# Natural Language Processing with Python
## Chapter 7 Extracting Information from Text
### 1. Information Extraction
#### 1.1 Information Extraction Architecture
### 2 Chunking
#### 2.1 Noun Phrase Chunking

In [1]:
import re,nltk  

In [10]:
sentence = [("the", "DT"), ("little", "JJ"), ("yellow", "JJ"),("dog", "NN"), ("barked", "VBD"), ("at", "IN"),  ("the", "DT"), ("cat", "NN")]
grammar = r"NP: {<DT>?<JJ>*<NN>}"
chunker = nltk.RegexpParser(grammar)
result = chunker.parse(sentence)
print(result)
result.draw()

(S
  (NP the/DT little/JJ yellow/JJ dog/NN)
  barked/VBD
  at/IN
  (NP the/DT cat/NN))


#### 2.2 Tag Patterns
#### 2.3 Chunking with Regular Expressions
#### 2.4 Exploring Text Corpora 

In [17]:
from nltk.corpus import brown
def FindChunk(corpus=brown,rule='Chunk:{<V.*><TO><V.*>}'):
    chunker = nltk.RegexpParser(rule)
    ChunkTag = rule.split(':')[0]
    for sent in brown.tagged_sents()[:200]:
        tree = chunker.parse(sent)
        for subtree in tree.subtrees():
            if subtree.label() == ChunkTag:
                print(subtree)
FindChunk(brown)

(Chunk combined/VBN to/TO achieve/VB)
(Chunk continue/VB to/TO place/VB)
(Chunk serve/VB to/TO protect/VB)
(Chunk wanted/VBD to/TO wait/VB)
(Chunk allowed/VBN to/TO place/VB)

- _Work to do_
1: Using the NLTK chunking text above, answer each question.
(a) What string is assigned to `grammar` in the noun phrase chunking code?
(b) How many tagged sentences from the Brown corpus does `FindChunk` loop over?
(c) What is the first chunk that `FindChunk` prints?
2: State whether each statement agrees with the NLTK chunking text above. Answer yes or no and quote the words of the text that decide it.
(a) In the parse output, "barked" falls inside a noun phrase chunk.
(b) The default rule of `FindChunk` uses the label Chunk.
(c) The `sentence` list tags "little" as NN.
The material plays no part in anything asked here.

- _Material_

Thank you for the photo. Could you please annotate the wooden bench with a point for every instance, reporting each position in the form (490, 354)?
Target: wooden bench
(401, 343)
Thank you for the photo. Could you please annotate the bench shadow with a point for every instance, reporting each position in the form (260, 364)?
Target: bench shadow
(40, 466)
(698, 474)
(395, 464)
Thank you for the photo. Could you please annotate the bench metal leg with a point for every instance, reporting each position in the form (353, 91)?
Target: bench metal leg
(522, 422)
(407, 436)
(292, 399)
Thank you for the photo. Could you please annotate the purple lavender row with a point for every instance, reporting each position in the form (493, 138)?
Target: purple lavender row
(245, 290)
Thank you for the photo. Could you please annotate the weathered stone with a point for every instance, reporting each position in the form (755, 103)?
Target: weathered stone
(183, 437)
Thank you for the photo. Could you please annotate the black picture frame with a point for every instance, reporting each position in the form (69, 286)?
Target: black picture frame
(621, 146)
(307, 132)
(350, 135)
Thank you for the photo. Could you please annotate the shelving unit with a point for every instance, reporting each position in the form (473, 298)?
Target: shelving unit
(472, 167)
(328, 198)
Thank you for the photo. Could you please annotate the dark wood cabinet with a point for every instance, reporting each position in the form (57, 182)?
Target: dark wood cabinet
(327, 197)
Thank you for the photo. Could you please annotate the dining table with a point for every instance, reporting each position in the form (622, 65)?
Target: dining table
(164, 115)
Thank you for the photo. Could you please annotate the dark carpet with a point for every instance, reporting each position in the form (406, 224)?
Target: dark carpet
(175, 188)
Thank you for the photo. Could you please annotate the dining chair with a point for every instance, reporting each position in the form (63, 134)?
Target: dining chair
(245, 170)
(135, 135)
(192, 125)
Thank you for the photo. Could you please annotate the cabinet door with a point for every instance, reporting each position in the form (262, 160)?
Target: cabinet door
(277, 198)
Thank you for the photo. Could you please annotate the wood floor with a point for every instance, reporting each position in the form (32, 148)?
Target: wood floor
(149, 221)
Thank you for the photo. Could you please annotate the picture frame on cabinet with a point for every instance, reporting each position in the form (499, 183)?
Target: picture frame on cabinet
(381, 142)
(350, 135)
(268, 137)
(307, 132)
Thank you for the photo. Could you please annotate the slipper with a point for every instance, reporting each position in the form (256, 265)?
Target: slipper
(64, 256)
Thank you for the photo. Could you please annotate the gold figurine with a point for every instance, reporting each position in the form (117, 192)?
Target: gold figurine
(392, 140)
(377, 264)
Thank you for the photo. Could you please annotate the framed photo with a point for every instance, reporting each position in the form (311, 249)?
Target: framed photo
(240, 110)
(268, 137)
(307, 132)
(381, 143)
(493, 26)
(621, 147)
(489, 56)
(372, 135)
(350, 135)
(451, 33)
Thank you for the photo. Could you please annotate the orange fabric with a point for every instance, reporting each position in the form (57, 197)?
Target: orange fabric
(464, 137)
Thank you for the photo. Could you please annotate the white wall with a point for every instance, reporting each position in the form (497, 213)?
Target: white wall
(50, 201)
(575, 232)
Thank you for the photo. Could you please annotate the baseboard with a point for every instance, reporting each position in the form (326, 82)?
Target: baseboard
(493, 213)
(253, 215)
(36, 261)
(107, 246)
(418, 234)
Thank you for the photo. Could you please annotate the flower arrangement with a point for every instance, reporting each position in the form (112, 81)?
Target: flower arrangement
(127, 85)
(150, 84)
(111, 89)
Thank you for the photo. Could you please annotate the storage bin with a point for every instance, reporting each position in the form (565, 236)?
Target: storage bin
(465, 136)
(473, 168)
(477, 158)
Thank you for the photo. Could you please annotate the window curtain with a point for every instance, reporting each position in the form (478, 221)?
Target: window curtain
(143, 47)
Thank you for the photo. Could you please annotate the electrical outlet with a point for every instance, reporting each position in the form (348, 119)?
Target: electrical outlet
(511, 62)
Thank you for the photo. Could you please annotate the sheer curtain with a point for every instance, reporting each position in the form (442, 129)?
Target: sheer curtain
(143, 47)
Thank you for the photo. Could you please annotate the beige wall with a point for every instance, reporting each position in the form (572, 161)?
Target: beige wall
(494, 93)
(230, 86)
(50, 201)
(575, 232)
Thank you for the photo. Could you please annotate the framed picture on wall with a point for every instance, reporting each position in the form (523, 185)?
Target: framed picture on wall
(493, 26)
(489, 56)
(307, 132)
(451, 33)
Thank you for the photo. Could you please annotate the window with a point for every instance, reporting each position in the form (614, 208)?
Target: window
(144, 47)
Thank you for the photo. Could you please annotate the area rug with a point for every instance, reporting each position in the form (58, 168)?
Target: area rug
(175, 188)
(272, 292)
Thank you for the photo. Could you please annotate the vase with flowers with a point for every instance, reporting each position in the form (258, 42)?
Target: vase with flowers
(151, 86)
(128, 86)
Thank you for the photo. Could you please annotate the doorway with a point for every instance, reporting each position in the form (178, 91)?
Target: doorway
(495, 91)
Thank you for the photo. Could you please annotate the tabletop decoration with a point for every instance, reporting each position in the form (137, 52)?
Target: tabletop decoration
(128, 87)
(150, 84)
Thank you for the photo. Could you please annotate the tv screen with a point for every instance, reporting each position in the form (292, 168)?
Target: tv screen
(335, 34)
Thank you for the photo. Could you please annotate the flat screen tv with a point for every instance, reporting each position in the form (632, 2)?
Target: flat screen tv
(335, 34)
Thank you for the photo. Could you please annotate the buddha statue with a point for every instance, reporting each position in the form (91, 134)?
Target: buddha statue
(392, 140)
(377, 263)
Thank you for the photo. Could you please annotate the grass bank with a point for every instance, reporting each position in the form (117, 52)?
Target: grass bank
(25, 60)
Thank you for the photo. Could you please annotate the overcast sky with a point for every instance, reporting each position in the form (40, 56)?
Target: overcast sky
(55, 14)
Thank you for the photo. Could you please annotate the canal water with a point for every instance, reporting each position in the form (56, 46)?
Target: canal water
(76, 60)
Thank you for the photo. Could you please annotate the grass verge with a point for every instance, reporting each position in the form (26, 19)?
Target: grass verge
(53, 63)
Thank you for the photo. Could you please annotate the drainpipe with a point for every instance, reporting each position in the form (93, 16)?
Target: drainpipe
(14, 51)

- _Expected answers_
1:
(a) NP: {<DT>?<JJ>*<NN>}
(b) The first 200
(c) (Chunk combined/VBN to/TO achieve/VB)

2:
(a) No: "(NP the/DT little/JJ yellow/JJ dog/NN)" is followed by "barked/VBD" on its own line, outside any NP.
(b) Yes: "rule='Chunk:{<V.*><TO><V.*>}'"
(c) No: ("little", "JJ")